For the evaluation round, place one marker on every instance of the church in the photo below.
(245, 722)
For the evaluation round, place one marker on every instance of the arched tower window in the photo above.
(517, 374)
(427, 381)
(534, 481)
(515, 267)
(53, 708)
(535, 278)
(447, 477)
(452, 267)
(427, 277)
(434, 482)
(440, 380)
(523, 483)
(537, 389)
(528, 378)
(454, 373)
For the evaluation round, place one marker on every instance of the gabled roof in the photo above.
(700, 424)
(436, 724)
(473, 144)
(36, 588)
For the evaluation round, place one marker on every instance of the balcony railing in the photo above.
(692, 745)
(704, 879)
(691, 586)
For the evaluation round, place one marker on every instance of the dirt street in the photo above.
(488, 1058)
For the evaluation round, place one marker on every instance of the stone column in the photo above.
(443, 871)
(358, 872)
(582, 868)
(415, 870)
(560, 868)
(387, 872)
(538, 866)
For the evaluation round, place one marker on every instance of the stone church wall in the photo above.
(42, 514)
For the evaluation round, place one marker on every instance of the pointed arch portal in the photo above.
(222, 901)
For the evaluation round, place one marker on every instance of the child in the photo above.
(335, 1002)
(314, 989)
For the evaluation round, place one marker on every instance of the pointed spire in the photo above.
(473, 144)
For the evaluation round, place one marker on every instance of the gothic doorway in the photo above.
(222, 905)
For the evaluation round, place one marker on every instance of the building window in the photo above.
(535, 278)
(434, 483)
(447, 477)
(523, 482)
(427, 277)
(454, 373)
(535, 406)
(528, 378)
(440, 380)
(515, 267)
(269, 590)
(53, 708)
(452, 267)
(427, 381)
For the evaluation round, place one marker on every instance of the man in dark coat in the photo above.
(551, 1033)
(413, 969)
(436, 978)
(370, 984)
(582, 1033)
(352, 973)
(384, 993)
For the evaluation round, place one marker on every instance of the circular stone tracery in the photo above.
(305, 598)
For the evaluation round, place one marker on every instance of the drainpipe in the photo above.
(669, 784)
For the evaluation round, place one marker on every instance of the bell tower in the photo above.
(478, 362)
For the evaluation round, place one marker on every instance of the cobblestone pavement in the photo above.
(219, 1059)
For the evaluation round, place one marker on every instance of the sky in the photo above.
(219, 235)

* _Direction_
Each line above must be reproduced exactly as it stands.

* _Reply to the exercise_
For the evaluation round, place one marker on every instance of the church in the photo below.
(245, 722)
For the evaluation round, place one marker on every instance of the arched tower window in the photo above.
(517, 374)
(427, 381)
(534, 481)
(515, 267)
(53, 708)
(535, 278)
(447, 477)
(452, 267)
(427, 277)
(434, 482)
(440, 380)
(523, 483)
(537, 389)
(528, 378)
(454, 373)
For the evaluation round, place one marker on every instance of the gabled roof in the photo above.
(700, 424)
(436, 724)
(473, 144)
(36, 588)
For the evaluation round, place one marker on every instance of the balcony railing in the photo above.
(692, 745)
(704, 879)
(691, 586)
For the evaluation round, place one marker on every instance of the dirt street in the photo above.
(488, 1058)
For the evaluation round, place one marker on every instance of the stone column in the photo above.
(443, 871)
(358, 872)
(582, 868)
(415, 870)
(560, 868)
(387, 872)
(538, 866)
For the evaluation round, place one marker on every instance of the stone church wall in the photo above.
(42, 514)
For the evaluation round, place one marker on every instance of the pointed arch portal in the photo above.
(222, 901)
For the evaluation round, place one marker on every instance of the child in the photo above.
(335, 1002)
(314, 989)
For the evaluation round, place one marker on every instance of the pointed spire in the photo above.
(473, 144)
For the evaluation round, place one marker on every instance of the gothic doorway in the photo above.
(222, 905)
For the evaluation round, place one marker on every instance of the building window in the photo above.
(535, 278)
(434, 483)
(447, 477)
(523, 482)
(427, 277)
(454, 373)
(535, 406)
(528, 378)
(440, 380)
(515, 267)
(269, 590)
(53, 708)
(452, 267)
(427, 381)
For the evaluation round, place one marker on every instance of the man in dark coat in the photo above.
(551, 1033)
(413, 969)
(436, 978)
(370, 984)
(582, 1033)
(352, 973)
(384, 993)
For the evaluation round, place one marker on every instance of the circular stone tracery in the photo above.
(305, 598)
For the evaluation round, place one marker on every instance of the drainpipe in the photo above.
(669, 784)
For the evaluation round, place one marker on every instance of the bell tower in the photo above.
(478, 362)
For the evaluation round, place one marker on every instance of the cobblestone pavement in the photo above.
(219, 1059)
For the evaluation round, place one marker on every instance of the sky in the photo above.
(219, 235)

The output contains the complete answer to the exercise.